Lors d’un assessment en ligne, plusieurs outils sont mis à contribution, tous ont été validés scientifiquement et donc les traits de personnalité sont analysés avec objectivité et neutralité. Cette approche met aussi en lumière les préférences des candidats: compétences métier, compétences sociales, leadership, leurs valeurs et motivations, leur manière de penser, de travailler et d’interagir en groupe ainsi que leur équilibre entre vie professionnelle et privée. Toutes ses indications permettent de cerner la personnalité du candidat avec précision.

La comparaison de ce profil avec les exigences du poste et avec la culture d’entreprise sera une aide précieuse à la décision au moment de l’engagement.

A noter que ces outils serviront également à accompagner le collaborateur/cadre durant sa mission, soit en termes de formation continue soit pour la constitution d’équipes de projet où une mixité de profils est parfois nécessaire.

Je recommande donc, au lieu d’un assessment center, d’impliquer le management dans ces discussions sur l’avenir du collaborateur et d’alimenter la discussion avec toutes ces données. L’entreprise en sortira gagnante, car elle pourra compter sur des équipes équilibrées et performantes. En parallèle, ces outils permettront d’accompagner un processus de changement et d’adapter les équipes aux futurs défis.

—————

Recopiez à l'identique, dans le texte sur l'assessment en ligne, tout ce qui va de « La comparaison de » jusqu'à « est parfois nécessaire. ».

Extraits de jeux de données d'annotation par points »

—————

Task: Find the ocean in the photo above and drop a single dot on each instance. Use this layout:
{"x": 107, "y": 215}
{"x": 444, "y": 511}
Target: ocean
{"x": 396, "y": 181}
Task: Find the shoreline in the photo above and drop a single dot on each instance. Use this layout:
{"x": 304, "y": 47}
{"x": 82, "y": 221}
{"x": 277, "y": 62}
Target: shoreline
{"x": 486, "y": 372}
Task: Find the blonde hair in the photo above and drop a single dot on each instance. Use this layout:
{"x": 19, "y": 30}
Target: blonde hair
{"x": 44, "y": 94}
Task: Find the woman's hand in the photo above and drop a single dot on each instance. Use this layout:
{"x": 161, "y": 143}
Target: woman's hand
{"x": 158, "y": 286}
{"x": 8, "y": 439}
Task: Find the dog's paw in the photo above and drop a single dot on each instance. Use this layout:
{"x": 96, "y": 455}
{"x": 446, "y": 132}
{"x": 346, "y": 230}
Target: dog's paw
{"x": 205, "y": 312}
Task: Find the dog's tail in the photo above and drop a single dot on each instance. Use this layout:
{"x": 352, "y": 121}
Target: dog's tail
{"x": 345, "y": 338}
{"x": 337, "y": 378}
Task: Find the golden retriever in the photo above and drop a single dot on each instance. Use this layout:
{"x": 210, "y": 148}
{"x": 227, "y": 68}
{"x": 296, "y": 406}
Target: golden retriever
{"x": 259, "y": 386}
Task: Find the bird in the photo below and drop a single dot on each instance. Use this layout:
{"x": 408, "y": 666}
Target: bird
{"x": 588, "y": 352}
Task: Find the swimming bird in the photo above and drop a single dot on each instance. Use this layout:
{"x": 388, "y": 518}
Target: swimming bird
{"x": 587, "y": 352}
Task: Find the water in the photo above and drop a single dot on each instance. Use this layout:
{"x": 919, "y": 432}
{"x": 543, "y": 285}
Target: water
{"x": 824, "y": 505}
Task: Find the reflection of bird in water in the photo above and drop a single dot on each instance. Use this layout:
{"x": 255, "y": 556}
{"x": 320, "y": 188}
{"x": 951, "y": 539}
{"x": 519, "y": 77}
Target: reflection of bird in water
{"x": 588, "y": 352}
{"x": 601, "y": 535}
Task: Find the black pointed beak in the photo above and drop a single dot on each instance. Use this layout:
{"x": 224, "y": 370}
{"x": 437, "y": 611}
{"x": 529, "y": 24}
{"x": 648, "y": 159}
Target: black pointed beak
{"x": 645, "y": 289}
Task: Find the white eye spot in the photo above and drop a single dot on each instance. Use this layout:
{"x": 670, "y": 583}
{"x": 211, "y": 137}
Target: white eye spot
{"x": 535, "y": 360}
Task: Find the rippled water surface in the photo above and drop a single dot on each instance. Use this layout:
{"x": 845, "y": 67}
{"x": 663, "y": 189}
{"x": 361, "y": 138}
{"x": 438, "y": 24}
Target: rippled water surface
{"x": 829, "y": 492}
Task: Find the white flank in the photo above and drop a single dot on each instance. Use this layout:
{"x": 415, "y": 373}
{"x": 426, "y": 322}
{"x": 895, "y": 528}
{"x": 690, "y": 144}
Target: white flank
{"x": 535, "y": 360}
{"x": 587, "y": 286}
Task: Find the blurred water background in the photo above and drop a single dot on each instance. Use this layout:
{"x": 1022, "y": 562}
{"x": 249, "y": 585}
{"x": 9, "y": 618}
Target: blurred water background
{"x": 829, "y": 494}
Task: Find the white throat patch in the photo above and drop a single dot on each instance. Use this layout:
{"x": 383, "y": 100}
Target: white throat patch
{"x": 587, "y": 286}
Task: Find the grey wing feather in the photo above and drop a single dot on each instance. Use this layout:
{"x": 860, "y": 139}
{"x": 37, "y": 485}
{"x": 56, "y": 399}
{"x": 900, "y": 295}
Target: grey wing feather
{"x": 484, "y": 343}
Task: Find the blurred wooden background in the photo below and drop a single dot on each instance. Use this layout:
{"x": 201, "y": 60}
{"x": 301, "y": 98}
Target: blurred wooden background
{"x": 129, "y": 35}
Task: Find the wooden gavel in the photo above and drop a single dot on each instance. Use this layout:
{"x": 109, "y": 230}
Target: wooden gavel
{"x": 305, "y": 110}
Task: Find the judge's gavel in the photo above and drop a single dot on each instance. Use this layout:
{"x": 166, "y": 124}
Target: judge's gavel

—————

Réponse complète »
La comparaison de ce profil avec les exigences du poste et avec la culture d’entreprise sera une aide précieuse à la décision au moment de l’engagement.

A noter que ces outils serviront également à accompagner le collaborateur/cadre durant sa mission, soit en termes de formation continue soit pour la constitution d’équipes de projet où une mixité de profils est parfois nécessaire.